• _Text passage_:
= Beginning of Section =
WHO: COVID-19 cases rise for the 5th week, deaths stable
GENEVA (AP) — The number of new coronavirus cases reported worldwide rose for the fifth week in a row while the number of deaths remained relatively stable, the World Health Organization reported Thursday.
In the U.N. health agency’s weekly review of the COVID-19 pandemic, WHO said there were 5.7 million new infections confirmed last week, marking a 6% increase. There were 9.800 deaths, roughly similar to the previous week’s figure.
Earlier this week, WHO Director-General Tedros Adhanom Ghebreyesus said the pandemic still qualifies as a global emergency and he was “concerned” about the recent spike.
“The virus is running freely, and countries are not effectively managing the disease burden,” he said during a Tuesday press briefing. “New waves of the virus demonstrate again that COVID-19 is nowhere near over.”
In the last two weeks, cases of COVID-19 reported to WHO surged 30%, driven largely by the hugely infectious omicron relatives, BA.4 and BA.5. The two omicron subvariants have shown a worrisome ability to re-infect people previously vaccinated or who have recovered from COVID.
According to WHO, the biggest increases in COVID-19 cases were seen in the Western Pacific and the Middle East, where they jumped by more than a quarter. Deaths spiked by 78% in the Middle East and by 23% in Southeast Asia, while dropping elsewhere or remaining stable.
WHO said that relaxed COVID-19 surveillance and testing programs in numerous countries have complicated efforts to track the virus and to catch any potentially dangerous new variants.
In the U.S., the new omicron variants have pushed up hospitalizations and deaths in recent weeks, prompting some cities and states to rethink their approaches. White House COVID-19 coordinator Dr. Ashish Jha, during a Wednesday TV appearance, called for booster shots and renewed vigilance against the virus.
The White House response team has also urged all adults 50 and older to urgently get a booster if they haven’t yet this year — and dissuaded people from waiting for the next generation of shots expected in the fall.
= End of Section =
• _Source material_:
= Beginning of Section =
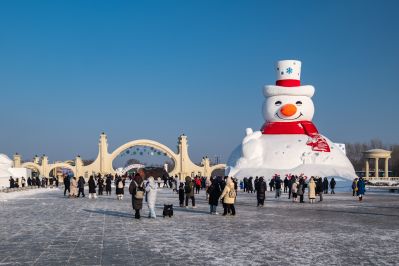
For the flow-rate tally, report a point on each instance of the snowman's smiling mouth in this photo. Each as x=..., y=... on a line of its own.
= End of Section =
• _What the task asks_: Please retype the COVID-19 article word for word, starting with "In the last" and going on through "dangerous new variants.". This data isn't needed for the task.

• _Task response_:
In the last two weeks, cases of COVID-19 reported to WHO surged 30%, driven largely by the hugely infectious omicron relatives, BA.4 and BA.5. The two omicron subvariants have shown a worrisome ability to re-infect people previously vaccinated or who have recovered from COVID.
According to WHO, the biggest increases in COVID-19 cases were seen in the Western Pacific and the Middle East, where they jumped by more than a quarter. Deaths spiked by 78% in the Middle East and by 23% in Southeast Asia, while dropping elsewhere or remaining stable.
WHO said that relaxed COVID-19 surveillance and testing programs in numerous countries have complicated efforts to track the virus and to catch any potentially dangerous new variants.